What to do
Return every line of the records that contains the string "building", treating uppercase and lowercase as different.

(Stored dataset items)
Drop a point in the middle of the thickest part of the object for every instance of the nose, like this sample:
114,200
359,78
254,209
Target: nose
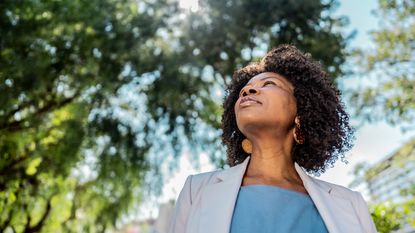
249,90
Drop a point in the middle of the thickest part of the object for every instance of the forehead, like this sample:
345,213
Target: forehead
270,75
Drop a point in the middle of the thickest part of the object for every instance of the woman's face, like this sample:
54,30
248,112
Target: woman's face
266,102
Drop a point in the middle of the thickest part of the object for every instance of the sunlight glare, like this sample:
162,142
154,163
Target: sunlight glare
192,5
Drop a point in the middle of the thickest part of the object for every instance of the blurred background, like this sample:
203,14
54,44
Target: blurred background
106,106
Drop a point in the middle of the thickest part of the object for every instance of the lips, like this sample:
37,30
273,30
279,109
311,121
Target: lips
248,99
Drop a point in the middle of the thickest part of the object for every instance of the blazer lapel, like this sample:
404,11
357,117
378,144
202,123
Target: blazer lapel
219,198
338,213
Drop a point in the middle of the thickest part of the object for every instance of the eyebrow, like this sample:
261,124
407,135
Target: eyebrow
272,77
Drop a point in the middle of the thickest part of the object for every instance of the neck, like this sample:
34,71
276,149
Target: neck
271,160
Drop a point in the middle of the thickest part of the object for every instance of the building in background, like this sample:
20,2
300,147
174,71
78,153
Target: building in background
386,179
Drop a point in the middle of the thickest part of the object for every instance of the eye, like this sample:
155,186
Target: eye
268,82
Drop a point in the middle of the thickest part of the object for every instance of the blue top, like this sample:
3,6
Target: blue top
271,209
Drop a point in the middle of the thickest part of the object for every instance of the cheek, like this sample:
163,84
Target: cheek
283,106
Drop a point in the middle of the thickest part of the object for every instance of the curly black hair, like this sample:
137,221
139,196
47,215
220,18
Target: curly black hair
324,121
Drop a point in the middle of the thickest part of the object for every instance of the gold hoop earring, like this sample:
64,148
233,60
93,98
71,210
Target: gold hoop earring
247,146
298,133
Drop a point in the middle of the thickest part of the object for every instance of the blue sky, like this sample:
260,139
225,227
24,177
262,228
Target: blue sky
374,142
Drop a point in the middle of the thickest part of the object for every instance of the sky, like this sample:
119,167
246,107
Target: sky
374,142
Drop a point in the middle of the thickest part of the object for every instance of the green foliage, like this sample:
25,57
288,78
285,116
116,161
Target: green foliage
386,217
391,65
96,94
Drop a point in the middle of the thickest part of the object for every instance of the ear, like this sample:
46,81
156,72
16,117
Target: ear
297,132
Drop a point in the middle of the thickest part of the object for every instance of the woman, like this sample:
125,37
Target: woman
282,118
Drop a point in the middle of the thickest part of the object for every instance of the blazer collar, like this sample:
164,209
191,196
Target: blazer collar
220,194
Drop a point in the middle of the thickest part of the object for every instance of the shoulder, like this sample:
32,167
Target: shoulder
335,189
343,192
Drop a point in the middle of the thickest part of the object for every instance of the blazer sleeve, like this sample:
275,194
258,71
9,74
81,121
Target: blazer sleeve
364,214
181,211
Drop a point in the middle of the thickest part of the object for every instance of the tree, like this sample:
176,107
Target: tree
390,65
95,95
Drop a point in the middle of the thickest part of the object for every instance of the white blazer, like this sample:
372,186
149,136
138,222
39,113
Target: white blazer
207,201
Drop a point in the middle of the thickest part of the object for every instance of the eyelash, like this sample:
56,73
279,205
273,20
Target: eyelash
269,82
265,83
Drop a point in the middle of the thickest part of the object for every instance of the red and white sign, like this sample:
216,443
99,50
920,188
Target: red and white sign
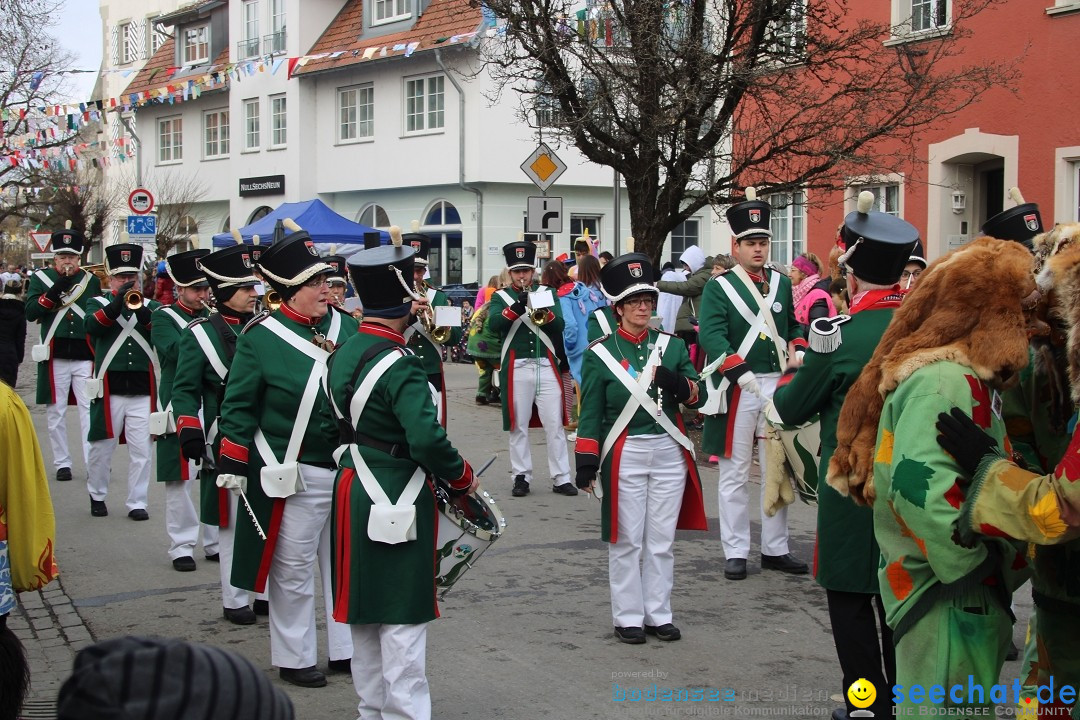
140,201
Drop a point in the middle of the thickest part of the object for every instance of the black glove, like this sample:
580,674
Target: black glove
964,440
672,383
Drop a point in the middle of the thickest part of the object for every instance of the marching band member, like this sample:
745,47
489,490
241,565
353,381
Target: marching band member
123,388
385,582
58,299
528,372
747,318
274,395
649,477
174,470
846,552
205,351
421,334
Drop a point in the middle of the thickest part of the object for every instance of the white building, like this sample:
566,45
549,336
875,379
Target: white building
382,122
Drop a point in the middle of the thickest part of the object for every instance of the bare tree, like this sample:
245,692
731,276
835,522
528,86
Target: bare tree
692,99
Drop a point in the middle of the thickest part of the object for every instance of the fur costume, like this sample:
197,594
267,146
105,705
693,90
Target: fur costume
969,309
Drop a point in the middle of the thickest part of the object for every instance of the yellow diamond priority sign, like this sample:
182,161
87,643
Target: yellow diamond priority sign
543,166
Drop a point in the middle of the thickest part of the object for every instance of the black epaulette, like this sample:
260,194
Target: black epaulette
255,321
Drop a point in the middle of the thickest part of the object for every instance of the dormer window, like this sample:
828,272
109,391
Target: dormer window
196,44
389,11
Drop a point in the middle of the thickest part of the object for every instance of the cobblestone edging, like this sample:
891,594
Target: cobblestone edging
52,632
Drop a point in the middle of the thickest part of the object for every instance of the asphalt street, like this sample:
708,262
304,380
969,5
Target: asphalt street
525,634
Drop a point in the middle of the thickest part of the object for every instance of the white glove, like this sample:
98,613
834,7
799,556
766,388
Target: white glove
235,483
748,383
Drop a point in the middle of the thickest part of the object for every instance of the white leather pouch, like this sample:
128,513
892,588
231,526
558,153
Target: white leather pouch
281,480
391,524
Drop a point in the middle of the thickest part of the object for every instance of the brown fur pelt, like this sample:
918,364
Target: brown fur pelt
966,309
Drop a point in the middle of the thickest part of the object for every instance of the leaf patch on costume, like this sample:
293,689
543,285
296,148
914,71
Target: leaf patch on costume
912,480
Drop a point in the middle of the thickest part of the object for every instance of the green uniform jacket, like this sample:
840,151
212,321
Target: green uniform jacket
603,398
917,508
721,330
264,391
165,329
846,553
43,311
524,344
376,582
103,333
197,386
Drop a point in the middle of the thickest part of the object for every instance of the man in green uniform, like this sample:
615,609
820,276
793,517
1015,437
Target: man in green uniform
205,351
747,324
428,343
181,521
124,384
529,381
277,445
846,556
391,438
58,300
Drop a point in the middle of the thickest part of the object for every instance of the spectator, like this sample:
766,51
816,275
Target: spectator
12,331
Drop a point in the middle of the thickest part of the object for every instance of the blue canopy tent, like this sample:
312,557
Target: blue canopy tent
325,227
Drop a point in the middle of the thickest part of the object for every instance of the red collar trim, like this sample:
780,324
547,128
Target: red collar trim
633,338
890,297
381,330
297,317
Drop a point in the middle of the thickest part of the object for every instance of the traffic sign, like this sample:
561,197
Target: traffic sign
543,166
544,215
140,201
142,227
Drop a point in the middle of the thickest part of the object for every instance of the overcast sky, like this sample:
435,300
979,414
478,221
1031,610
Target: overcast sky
79,31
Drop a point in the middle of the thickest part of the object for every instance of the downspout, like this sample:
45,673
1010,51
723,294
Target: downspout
461,168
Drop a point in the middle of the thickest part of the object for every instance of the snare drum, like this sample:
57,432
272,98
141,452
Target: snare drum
467,527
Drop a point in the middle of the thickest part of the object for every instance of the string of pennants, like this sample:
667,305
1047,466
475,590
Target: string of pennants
63,122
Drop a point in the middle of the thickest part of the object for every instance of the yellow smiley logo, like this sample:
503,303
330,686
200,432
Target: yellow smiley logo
862,693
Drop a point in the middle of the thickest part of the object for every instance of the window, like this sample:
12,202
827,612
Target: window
252,124
581,222
250,45
423,104
787,222
686,234
387,11
171,139
355,112
374,216
216,134
278,125
886,198
196,44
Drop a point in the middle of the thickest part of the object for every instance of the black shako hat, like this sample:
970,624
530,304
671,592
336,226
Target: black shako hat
292,261
1021,223
521,255
184,268
383,277
68,241
878,244
750,218
628,274
123,258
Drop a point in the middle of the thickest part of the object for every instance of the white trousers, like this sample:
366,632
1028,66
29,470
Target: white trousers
304,540
232,597
640,562
734,478
131,415
388,671
535,382
181,519
68,375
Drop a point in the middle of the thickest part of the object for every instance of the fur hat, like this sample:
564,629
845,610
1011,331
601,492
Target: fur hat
969,308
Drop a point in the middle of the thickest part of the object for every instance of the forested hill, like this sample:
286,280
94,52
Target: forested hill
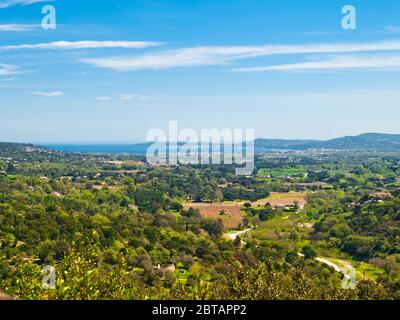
364,142
367,141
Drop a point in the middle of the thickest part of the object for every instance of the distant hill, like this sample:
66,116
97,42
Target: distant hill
366,141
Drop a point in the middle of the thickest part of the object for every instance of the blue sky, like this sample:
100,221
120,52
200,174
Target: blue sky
112,70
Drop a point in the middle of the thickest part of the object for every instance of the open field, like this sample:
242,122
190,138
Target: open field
229,213
281,172
283,199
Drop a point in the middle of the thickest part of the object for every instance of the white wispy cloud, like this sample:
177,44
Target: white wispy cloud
7,69
393,29
207,56
83,45
133,97
17,27
383,62
10,3
48,94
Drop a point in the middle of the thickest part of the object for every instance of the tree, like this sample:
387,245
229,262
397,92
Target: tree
309,252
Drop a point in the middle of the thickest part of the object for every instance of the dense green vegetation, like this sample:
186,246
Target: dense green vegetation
115,228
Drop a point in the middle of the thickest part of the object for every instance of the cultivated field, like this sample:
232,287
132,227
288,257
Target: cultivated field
233,216
229,213
283,199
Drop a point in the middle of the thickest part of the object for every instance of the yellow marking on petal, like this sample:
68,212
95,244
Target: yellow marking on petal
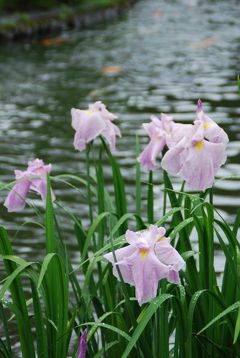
143,254
207,125
199,146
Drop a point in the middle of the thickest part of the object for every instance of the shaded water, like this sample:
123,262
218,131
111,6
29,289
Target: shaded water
168,55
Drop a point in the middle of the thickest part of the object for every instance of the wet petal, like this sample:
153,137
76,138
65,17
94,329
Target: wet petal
122,256
147,272
148,157
15,200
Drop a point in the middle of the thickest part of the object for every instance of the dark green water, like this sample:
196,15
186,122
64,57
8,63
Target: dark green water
170,54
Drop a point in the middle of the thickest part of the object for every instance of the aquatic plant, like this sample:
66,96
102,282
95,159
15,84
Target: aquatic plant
174,311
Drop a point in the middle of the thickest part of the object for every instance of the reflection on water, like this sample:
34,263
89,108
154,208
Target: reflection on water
161,57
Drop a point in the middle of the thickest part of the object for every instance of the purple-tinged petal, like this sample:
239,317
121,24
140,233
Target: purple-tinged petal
199,106
139,264
122,256
173,277
88,126
82,348
15,200
201,164
147,270
168,255
173,159
212,131
149,155
100,107
109,133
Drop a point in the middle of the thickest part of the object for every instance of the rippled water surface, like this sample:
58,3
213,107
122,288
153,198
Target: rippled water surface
167,55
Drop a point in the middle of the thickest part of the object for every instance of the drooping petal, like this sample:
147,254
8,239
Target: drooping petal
150,154
179,132
173,159
168,255
82,348
88,126
201,164
109,133
139,264
212,131
100,107
122,256
15,200
147,271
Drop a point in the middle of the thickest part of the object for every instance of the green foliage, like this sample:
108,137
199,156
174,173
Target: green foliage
199,318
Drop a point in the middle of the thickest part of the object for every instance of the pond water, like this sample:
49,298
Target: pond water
160,57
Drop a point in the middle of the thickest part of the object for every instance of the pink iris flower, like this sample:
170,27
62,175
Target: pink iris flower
212,131
196,159
33,179
158,129
82,348
91,123
162,132
148,258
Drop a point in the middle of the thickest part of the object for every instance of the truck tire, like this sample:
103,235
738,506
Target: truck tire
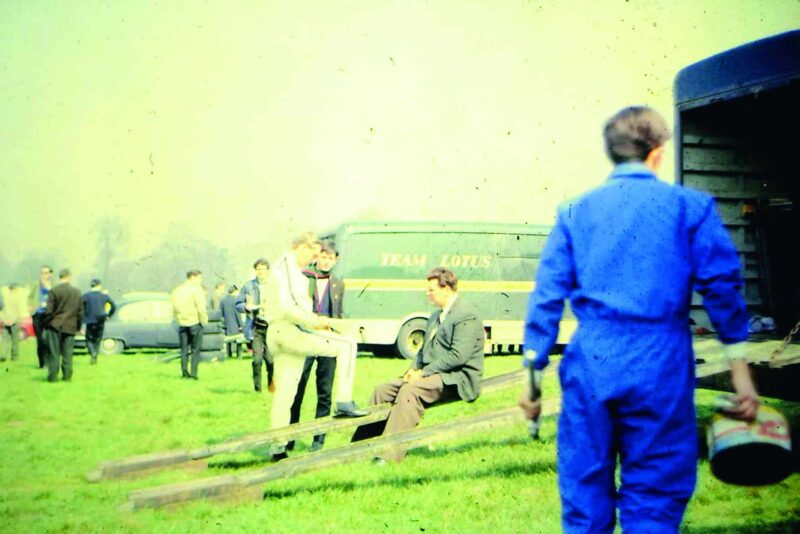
212,342
410,338
111,346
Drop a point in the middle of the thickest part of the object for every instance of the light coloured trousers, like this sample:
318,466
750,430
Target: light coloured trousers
289,346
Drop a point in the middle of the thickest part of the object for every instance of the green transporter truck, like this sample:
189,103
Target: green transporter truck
384,265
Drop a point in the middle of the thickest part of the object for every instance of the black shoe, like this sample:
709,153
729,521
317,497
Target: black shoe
349,409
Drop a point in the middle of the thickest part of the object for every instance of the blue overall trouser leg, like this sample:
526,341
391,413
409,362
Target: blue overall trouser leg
629,397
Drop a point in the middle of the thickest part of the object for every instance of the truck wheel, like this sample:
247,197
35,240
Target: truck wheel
410,338
111,346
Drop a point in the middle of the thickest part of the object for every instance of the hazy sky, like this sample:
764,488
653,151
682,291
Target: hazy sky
245,120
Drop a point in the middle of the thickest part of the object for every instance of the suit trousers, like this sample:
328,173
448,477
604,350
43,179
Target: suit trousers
261,356
190,336
9,341
59,352
41,339
326,369
94,335
410,400
290,345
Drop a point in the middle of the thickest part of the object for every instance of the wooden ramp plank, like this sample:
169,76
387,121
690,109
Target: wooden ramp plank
231,485
363,450
147,463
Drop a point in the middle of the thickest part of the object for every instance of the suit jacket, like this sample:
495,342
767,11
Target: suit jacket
64,309
454,349
231,317
335,292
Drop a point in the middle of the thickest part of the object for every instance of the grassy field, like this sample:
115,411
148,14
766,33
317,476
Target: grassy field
499,481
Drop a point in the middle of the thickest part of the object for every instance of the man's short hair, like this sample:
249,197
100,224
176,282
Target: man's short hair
260,261
633,132
328,248
307,238
444,277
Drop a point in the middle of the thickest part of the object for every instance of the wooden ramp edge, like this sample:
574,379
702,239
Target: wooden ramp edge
233,485
148,463
247,482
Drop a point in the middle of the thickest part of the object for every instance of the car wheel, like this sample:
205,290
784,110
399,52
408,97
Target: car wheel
111,346
410,338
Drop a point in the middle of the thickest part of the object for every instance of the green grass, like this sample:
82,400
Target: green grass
52,435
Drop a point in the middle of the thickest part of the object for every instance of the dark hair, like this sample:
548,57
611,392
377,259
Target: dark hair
633,133
444,277
260,261
329,248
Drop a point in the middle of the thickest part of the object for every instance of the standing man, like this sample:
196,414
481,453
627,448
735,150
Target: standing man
189,306
97,307
250,302
449,364
327,292
628,255
62,319
37,302
296,332
14,309
232,321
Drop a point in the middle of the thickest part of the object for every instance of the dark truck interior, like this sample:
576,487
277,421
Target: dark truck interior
737,133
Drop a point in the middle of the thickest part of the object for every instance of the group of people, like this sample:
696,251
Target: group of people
627,255
58,313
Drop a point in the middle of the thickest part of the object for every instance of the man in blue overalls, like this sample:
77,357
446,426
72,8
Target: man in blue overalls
628,255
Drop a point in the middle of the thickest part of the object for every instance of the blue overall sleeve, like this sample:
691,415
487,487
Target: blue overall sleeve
555,280
715,266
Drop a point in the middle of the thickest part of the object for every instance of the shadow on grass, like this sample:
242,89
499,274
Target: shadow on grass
786,526
403,482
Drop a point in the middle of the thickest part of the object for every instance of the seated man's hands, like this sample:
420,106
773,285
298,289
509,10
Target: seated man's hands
324,322
412,374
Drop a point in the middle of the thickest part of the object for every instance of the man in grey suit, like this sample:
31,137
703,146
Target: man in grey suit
62,319
449,364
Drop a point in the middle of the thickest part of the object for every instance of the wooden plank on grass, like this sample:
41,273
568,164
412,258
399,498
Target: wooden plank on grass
231,485
147,463
222,486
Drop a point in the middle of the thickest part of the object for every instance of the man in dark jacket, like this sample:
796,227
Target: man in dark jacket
251,303
232,321
97,307
327,292
62,319
449,364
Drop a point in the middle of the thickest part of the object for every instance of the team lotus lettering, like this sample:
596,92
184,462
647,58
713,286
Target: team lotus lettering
391,259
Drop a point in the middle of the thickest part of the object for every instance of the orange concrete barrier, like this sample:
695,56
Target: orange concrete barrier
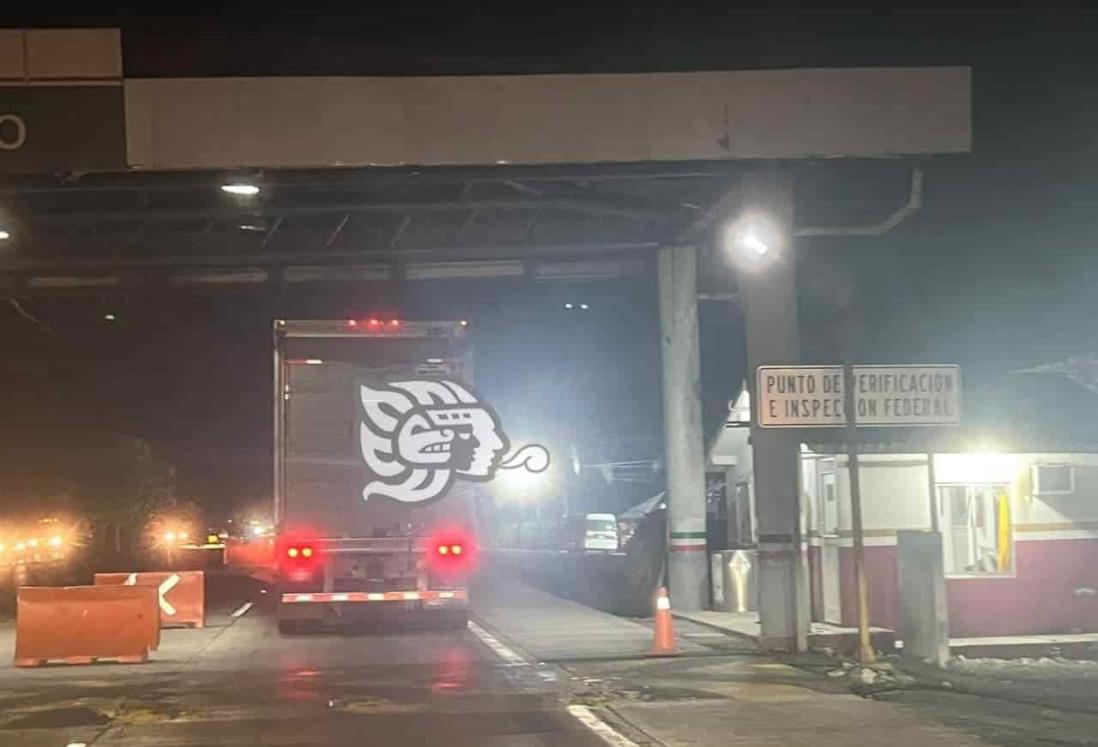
85,624
180,593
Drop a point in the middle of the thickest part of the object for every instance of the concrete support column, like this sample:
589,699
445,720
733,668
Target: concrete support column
923,612
682,427
770,300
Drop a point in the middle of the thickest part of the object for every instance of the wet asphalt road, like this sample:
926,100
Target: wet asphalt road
239,682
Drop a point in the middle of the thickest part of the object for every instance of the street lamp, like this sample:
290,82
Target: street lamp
752,241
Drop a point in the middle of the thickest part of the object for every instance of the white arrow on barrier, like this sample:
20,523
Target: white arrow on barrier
165,587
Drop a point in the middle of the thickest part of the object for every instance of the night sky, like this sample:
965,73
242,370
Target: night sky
996,272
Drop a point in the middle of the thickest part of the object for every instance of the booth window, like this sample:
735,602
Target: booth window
977,530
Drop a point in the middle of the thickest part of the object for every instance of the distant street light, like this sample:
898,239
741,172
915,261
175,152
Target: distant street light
752,240
239,189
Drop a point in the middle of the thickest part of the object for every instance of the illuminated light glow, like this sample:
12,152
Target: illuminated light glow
241,189
984,466
752,242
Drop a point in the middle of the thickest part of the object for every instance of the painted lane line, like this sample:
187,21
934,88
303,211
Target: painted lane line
602,729
510,657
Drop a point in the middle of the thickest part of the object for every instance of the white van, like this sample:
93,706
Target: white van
591,532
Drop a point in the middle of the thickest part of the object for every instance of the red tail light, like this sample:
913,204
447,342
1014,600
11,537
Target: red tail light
451,552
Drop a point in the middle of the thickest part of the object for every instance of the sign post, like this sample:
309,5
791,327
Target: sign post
849,397
865,654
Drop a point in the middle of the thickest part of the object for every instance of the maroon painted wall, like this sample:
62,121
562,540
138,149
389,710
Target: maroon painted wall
1039,599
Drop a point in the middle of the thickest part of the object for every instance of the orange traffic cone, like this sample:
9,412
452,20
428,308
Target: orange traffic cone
663,640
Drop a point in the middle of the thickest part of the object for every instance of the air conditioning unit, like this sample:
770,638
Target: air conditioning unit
1053,479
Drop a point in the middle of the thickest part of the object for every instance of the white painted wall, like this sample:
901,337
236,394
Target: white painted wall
895,492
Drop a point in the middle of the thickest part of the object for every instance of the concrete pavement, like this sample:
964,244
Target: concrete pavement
525,675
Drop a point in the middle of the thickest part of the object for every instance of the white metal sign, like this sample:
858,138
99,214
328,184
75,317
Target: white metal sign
813,396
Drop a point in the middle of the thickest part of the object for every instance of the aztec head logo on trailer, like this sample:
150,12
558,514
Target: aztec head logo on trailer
417,437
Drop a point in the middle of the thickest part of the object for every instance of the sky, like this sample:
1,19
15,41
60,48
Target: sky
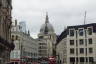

Expected answer
Drop a point in the middle of the thickest part of the object for every instance of the building in background, like this sample:
Target: building in background
Drop a point in the middle of the thickest part of the object for every instance of the white building, like this sample:
Target: white building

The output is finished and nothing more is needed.